— TASK MATERIAL —
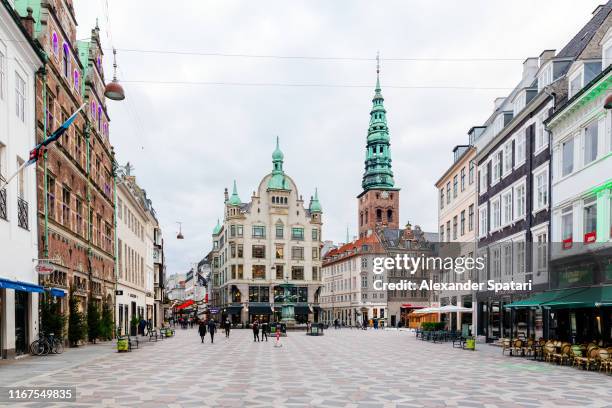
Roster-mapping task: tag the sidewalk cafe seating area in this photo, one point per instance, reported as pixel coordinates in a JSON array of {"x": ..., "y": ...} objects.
[
  {"x": 590, "y": 356},
  {"x": 435, "y": 333}
]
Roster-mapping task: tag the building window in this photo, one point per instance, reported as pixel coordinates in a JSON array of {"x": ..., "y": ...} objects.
[
  {"x": 507, "y": 207},
  {"x": 519, "y": 148},
  {"x": 259, "y": 251},
  {"x": 315, "y": 234},
  {"x": 590, "y": 143},
  {"x": 471, "y": 217},
  {"x": 541, "y": 189},
  {"x": 65, "y": 61},
  {"x": 2, "y": 75},
  {"x": 20, "y": 97},
  {"x": 471, "y": 172},
  {"x": 297, "y": 273},
  {"x": 507, "y": 157},
  {"x": 259, "y": 271},
  {"x": 567, "y": 157},
  {"x": 567, "y": 225},
  {"x": 259, "y": 231},
  {"x": 297, "y": 233},
  {"x": 279, "y": 271},
  {"x": 482, "y": 221},
  {"x": 297, "y": 253},
  {"x": 495, "y": 214},
  {"x": 542, "y": 252},
  {"x": 590, "y": 220},
  {"x": 280, "y": 251},
  {"x": 519, "y": 204}
]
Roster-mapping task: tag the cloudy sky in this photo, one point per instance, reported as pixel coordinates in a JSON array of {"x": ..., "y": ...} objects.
[{"x": 188, "y": 141}]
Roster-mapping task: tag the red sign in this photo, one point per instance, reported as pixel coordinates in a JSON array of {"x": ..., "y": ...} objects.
[
  {"x": 44, "y": 268},
  {"x": 590, "y": 237}
]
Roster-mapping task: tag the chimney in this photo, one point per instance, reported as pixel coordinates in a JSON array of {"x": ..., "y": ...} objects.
[
  {"x": 28, "y": 22},
  {"x": 598, "y": 9},
  {"x": 546, "y": 56},
  {"x": 498, "y": 102}
]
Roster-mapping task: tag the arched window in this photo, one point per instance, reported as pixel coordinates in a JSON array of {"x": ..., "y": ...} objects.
[{"x": 65, "y": 57}]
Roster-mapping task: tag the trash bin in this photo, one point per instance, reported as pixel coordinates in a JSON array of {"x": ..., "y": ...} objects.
[{"x": 122, "y": 345}]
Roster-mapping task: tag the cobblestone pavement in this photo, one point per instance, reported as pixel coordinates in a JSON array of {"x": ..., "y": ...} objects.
[{"x": 344, "y": 368}]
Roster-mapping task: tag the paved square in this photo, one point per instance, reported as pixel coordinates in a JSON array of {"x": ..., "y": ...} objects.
[{"x": 344, "y": 368}]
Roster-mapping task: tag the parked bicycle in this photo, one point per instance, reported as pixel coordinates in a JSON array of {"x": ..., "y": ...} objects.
[{"x": 47, "y": 343}]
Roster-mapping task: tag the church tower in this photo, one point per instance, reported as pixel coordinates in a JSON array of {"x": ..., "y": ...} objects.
[{"x": 379, "y": 200}]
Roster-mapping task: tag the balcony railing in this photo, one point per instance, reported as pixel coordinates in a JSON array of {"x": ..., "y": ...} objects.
[{"x": 22, "y": 213}]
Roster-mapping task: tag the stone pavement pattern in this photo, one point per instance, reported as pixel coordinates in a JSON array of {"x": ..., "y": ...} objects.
[{"x": 344, "y": 368}]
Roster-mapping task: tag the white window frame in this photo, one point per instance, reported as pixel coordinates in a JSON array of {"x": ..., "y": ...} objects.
[
  {"x": 537, "y": 205},
  {"x": 20, "y": 96},
  {"x": 505, "y": 219},
  {"x": 496, "y": 215},
  {"x": 518, "y": 215},
  {"x": 483, "y": 228},
  {"x": 519, "y": 148},
  {"x": 507, "y": 161},
  {"x": 541, "y": 138}
]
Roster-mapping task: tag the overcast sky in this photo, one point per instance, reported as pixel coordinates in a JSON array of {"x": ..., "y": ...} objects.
[{"x": 188, "y": 142}]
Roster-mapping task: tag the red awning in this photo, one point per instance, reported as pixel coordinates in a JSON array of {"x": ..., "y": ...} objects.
[{"x": 185, "y": 304}]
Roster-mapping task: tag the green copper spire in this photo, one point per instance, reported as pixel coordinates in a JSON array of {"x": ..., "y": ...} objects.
[
  {"x": 278, "y": 180},
  {"x": 234, "y": 199},
  {"x": 315, "y": 205},
  {"x": 378, "y": 173},
  {"x": 217, "y": 228}
]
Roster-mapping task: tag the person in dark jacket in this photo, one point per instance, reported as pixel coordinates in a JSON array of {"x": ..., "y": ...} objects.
[
  {"x": 202, "y": 330},
  {"x": 212, "y": 328},
  {"x": 256, "y": 330},
  {"x": 264, "y": 331},
  {"x": 228, "y": 326}
]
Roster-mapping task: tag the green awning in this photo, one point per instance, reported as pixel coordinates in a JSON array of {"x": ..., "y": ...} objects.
[
  {"x": 591, "y": 297},
  {"x": 542, "y": 299}
]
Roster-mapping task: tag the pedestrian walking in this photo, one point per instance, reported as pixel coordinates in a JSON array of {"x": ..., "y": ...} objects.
[
  {"x": 227, "y": 328},
  {"x": 202, "y": 330},
  {"x": 255, "y": 330},
  {"x": 211, "y": 329},
  {"x": 264, "y": 331}
]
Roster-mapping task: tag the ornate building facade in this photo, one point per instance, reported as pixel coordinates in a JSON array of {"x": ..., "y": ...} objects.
[{"x": 270, "y": 240}]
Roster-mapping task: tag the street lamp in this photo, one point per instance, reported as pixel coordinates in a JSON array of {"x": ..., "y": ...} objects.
[{"x": 114, "y": 90}]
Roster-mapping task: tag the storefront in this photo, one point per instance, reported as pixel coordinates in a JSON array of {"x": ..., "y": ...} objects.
[{"x": 18, "y": 316}]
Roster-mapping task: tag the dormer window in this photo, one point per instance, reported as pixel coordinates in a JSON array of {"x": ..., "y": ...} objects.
[{"x": 546, "y": 76}]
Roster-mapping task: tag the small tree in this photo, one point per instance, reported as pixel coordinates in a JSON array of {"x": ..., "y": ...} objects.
[
  {"x": 76, "y": 323},
  {"x": 106, "y": 322},
  {"x": 93, "y": 321},
  {"x": 52, "y": 320}
]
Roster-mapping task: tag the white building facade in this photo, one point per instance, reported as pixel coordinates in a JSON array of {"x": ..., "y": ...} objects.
[{"x": 19, "y": 289}]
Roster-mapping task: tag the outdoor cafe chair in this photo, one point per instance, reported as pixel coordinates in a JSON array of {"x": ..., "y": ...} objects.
[
  {"x": 605, "y": 359},
  {"x": 507, "y": 346}
]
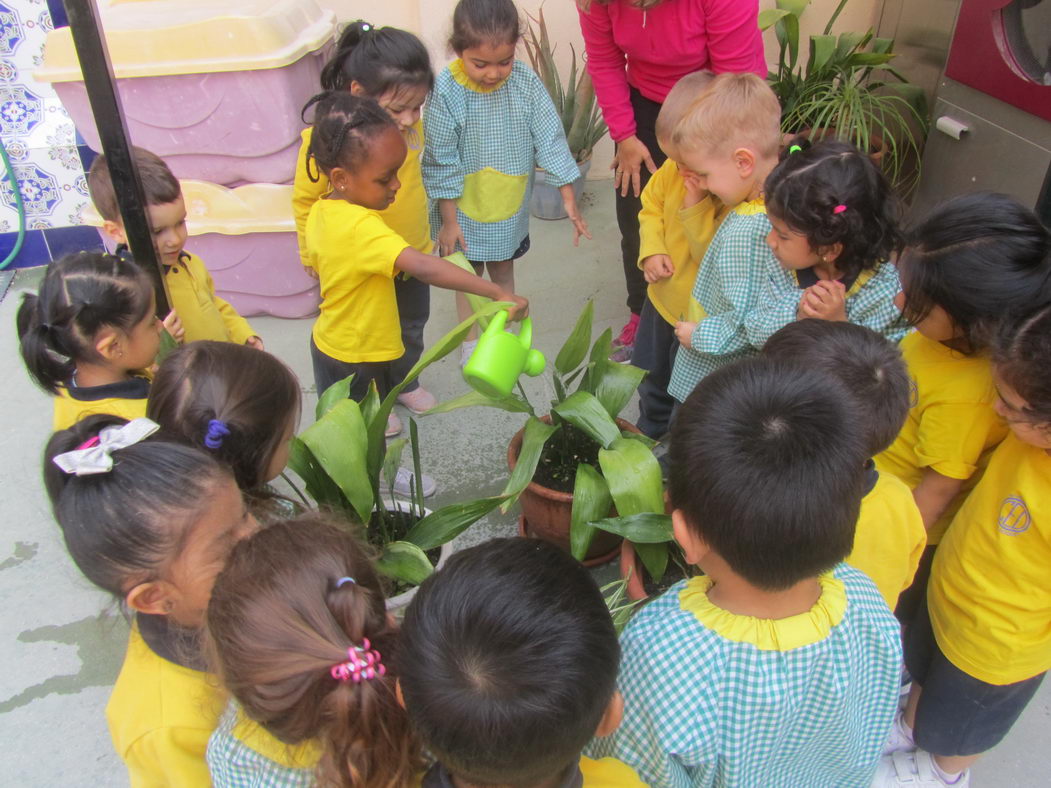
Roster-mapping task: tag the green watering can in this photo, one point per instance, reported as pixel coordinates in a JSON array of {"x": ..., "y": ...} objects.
[{"x": 500, "y": 357}]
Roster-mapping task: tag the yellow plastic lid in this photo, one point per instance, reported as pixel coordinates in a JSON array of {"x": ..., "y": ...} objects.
[
  {"x": 160, "y": 38},
  {"x": 258, "y": 207}
]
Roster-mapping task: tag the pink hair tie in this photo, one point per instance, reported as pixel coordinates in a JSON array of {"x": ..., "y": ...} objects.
[{"x": 363, "y": 664}]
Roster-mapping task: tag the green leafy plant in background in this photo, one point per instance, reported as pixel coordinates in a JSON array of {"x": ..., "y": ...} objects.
[
  {"x": 347, "y": 465},
  {"x": 847, "y": 86},
  {"x": 574, "y": 101}
]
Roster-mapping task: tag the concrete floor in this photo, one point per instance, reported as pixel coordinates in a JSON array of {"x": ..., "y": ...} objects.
[{"x": 62, "y": 642}]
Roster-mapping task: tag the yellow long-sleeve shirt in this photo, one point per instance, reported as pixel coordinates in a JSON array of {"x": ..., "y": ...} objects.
[{"x": 682, "y": 233}]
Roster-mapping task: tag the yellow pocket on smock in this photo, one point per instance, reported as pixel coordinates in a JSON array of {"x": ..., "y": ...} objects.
[{"x": 491, "y": 195}]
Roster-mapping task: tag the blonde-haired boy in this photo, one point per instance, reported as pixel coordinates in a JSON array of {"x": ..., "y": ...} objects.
[
  {"x": 728, "y": 139},
  {"x": 676, "y": 225}
]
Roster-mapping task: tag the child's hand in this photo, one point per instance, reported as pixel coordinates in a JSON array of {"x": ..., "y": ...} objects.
[
  {"x": 826, "y": 301},
  {"x": 174, "y": 327},
  {"x": 657, "y": 267},
  {"x": 449, "y": 236},
  {"x": 683, "y": 331}
]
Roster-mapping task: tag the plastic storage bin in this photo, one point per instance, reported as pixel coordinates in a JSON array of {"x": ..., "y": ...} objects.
[
  {"x": 213, "y": 87},
  {"x": 246, "y": 236}
]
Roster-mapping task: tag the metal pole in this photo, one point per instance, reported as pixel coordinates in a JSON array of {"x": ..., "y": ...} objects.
[{"x": 94, "y": 56}]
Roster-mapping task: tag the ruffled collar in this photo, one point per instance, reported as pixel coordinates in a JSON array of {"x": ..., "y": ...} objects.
[{"x": 768, "y": 635}]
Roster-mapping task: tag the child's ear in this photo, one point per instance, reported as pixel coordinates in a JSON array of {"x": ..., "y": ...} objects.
[
  {"x": 115, "y": 230},
  {"x": 153, "y": 598},
  {"x": 694, "y": 547},
  {"x": 612, "y": 717}
]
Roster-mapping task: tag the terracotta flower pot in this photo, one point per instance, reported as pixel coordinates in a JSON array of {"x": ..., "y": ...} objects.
[{"x": 549, "y": 512}]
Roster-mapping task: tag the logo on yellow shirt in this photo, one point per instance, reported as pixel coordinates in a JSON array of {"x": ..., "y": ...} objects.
[{"x": 1014, "y": 517}]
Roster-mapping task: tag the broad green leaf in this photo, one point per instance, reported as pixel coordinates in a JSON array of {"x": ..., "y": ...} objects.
[
  {"x": 338, "y": 390},
  {"x": 585, "y": 412},
  {"x": 575, "y": 349},
  {"x": 647, "y": 527},
  {"x": 535, "y": 436},
  {"x": 406, "y": 562},
  {"x": 614, "y": 385},
  {"x": 591, "y": 501},
  {"x": 633, "y": 475},
  {"x": 339, "y": 444},
  {"x": 512, "y": 403},
  {"x": 654, "y": 558},
  {"x": 450, "y": 521}
]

— WORK TO BE COMPLETED —
Once the line containing "Roster-mapping task: tag the ruffled" is found in the listing above, set down that line and every line after it, exactly.

— ANSWER TO THE EXERCISE —
Roster-mapping task: tag the ruffled collar in this photo, one point per instance, reported as pixel coordinates in a JSON array of {"x": ..., "y": ...} objects.
[{"x": 768, "y": 635}]
Roster-mapping task: tag the child's ear in this photo, one point per instance, reported as pixel coordinates in a JSON array of {"x": ..., "y": ...} objects.
[
  {"x": 115, "y": 230},
  {"x": 153, "y": 598},
  {"x": 694, "y": 547},
  {"x": 612, "y": 717}
]
Roster-mapping task: tag the terracotta flower pot in this photo, one point per instance, reported as pixel coordinates in a JSON array of {"x": ..., "y": ...} objects.
[{"x": 549, "y": 512}]
Roster-mapping task: tag the logo on yellow shirt in this photo, one point per instance, reported as pixel coordinates in a JSON array of {"x": ..., "y": ...} objects.
[{"x": 1014, "y": 517}]
Roster-mapping task: tag the broad green leaf in this photo, one point per instance, reported as pixel coordinates in a JSON array of {"x": ..., "y": ...} objects.
[
  {"x": 338, "y": 390},
  {"x": 585, "y": 412},
  {"x": 575, "y": 349},
  {"x": 647, "y": 527},
  {"x": 535, "y": 436},
  {"x": 406, "y": 562},
  {"x": 614, "y": 385},
  {"x": 591, "y": 501},
  {"x": 633, "y": 475},
  {"x": 339, "y": 444},
  {"x": 512, "y": 403},
  {"x": 654, "y": 558},
  {"x": 450, "y": 521}
]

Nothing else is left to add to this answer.